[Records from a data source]
================

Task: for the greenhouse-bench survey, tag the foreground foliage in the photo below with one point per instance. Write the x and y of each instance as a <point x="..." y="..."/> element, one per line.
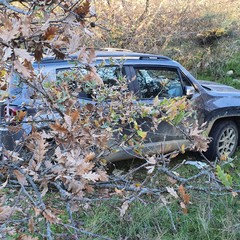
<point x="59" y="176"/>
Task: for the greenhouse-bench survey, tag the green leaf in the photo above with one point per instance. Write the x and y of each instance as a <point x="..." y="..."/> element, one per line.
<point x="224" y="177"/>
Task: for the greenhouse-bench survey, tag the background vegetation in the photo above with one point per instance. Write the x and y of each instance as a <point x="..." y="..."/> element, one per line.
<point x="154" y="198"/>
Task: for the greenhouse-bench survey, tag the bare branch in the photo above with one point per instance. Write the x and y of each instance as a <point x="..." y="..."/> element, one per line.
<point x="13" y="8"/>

================

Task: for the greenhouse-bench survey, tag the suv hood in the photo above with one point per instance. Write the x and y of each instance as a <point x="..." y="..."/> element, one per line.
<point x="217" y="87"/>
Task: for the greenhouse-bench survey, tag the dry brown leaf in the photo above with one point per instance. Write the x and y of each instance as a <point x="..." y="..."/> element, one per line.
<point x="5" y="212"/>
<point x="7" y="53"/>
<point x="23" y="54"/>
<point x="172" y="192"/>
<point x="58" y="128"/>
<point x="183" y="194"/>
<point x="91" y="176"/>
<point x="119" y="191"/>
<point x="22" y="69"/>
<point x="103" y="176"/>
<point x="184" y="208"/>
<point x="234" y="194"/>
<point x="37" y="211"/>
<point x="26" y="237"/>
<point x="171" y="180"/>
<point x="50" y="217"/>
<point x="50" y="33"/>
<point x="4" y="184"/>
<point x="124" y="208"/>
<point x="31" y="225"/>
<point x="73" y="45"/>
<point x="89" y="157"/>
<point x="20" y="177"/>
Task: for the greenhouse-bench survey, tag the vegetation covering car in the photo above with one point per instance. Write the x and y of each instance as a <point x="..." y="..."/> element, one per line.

================

* **EXERCISE**
In the data above, find the line with "Task: for the greenhouse-bench survey, tag the suv" and the line with "Task: for the greenhouse-bench survey, tag the vegetation". Retype both, plus every line between them, exactly.

* **RESULT OF THIS EXERCISE**
Task: for the greenhouse-bench survey, tag the suv hood in the photo above with one point per instance. Write the x and y of each instance as a <point x="..." y="..."/> element, one per line.
<point x="217" y="87"/>
Task: for the greenhouse-bench survey, tag the dry brown leaf in the photo above with one point per instance. Write the x and y of each instance as a <point x="..." y="..."/> element, one per line.
<point x="5" y="212"/>
<point x="7" y="53"/>
<point x="23" y="54"/>
<point x="172" y="192"/>
<point x="58" y="128"/>
<point x="183" y="194"/>
<point x="91" y="176"/>
<point x="119" y="191"/>
<point x="22" y="69"/>
<point x="103" y="176"/>
<point x="184" y="208"/>
<point x="234" y="194"/>
<point x="37" y="211"/>
<point x="26" y="237"/>
<point x="171" y="180"/>
<point x="50" y="217"/>
<point x="50" y="33"/>
<point x="4" y="184"/>
<point x="124" y="208"/>
<point x="31" y="225"/>
<point x="73" y="45"/>
<point x="89" y="157"/>
<point x="20" y="177"/>
Task: for the greenhouse-bench survey, tag the vegetation covering car in the photo above with one point per instance. Write the x and y of each instance as a <point x="..." y="..."/> element, one per line.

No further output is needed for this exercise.